■ **EXERCISE OBJECTIVE**
Scan the entries below for the word "woman", then copy each line that holds it.

(DATA SECTION)

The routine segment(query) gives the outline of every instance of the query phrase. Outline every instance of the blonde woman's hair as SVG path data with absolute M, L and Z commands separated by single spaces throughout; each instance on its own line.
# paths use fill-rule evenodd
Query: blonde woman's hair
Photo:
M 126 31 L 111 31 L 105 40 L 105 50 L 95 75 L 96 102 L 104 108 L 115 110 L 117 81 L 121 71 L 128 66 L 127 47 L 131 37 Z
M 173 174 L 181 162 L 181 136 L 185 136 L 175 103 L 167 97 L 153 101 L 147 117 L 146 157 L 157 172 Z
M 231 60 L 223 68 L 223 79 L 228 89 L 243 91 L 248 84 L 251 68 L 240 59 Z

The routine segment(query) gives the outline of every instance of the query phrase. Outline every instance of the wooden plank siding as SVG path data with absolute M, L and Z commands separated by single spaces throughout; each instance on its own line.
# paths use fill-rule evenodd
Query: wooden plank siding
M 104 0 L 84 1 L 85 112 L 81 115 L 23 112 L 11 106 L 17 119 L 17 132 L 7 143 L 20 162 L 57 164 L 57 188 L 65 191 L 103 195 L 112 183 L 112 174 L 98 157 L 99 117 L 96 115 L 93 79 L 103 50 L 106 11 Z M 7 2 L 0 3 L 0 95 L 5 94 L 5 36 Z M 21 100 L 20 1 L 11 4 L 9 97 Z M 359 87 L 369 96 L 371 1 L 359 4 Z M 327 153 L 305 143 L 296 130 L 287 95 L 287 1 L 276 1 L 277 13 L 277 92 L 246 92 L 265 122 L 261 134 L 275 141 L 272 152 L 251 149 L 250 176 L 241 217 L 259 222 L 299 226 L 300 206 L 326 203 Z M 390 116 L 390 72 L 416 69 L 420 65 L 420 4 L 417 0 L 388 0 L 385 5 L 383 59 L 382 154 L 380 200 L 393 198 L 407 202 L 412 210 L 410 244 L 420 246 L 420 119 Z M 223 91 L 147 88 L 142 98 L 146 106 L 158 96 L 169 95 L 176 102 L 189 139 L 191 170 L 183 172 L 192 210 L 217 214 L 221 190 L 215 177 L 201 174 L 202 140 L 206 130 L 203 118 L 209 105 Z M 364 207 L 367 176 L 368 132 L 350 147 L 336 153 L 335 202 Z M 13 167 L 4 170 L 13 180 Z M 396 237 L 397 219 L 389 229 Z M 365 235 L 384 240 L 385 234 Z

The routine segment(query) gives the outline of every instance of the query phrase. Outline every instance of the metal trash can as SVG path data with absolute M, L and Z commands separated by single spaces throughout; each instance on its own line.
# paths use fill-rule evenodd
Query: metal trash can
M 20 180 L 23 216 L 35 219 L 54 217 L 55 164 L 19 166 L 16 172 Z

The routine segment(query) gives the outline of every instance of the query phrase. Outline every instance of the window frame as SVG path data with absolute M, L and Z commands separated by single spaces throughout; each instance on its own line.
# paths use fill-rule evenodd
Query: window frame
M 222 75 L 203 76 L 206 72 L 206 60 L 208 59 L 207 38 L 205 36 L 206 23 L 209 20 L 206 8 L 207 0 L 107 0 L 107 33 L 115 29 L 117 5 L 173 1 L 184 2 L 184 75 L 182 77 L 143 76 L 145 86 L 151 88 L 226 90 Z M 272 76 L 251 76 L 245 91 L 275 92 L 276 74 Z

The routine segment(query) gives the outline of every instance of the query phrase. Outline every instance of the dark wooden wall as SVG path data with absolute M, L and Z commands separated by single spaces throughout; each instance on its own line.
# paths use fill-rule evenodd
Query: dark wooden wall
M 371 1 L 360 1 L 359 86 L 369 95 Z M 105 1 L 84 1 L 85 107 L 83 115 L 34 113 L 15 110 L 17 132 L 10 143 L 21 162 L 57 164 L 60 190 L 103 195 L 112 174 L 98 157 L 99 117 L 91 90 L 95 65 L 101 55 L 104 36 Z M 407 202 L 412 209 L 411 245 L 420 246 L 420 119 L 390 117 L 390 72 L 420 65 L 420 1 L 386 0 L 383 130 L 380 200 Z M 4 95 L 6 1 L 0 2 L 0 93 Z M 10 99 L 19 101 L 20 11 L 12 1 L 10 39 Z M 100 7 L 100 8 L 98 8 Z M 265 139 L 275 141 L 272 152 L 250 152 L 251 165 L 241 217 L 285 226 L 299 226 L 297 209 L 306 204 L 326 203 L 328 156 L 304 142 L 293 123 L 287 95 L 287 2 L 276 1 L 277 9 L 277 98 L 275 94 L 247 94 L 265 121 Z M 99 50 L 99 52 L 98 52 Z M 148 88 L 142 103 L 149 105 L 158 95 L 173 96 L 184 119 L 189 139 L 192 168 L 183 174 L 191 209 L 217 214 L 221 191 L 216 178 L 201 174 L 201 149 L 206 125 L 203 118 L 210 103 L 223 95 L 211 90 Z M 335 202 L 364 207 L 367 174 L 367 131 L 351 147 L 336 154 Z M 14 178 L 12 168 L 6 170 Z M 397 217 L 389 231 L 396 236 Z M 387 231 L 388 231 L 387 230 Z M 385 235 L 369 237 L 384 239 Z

(End DATA SECTION)

■ **FINAL ANSWER**
The routine segment(query) gives the outline of every instance of the query phrase. Outline every instance of the blonde woman's hair as SVG path data with absolute M, L and Z commands separated by single spaces throughout; each instance on its own line.
Query: blonde woman's hair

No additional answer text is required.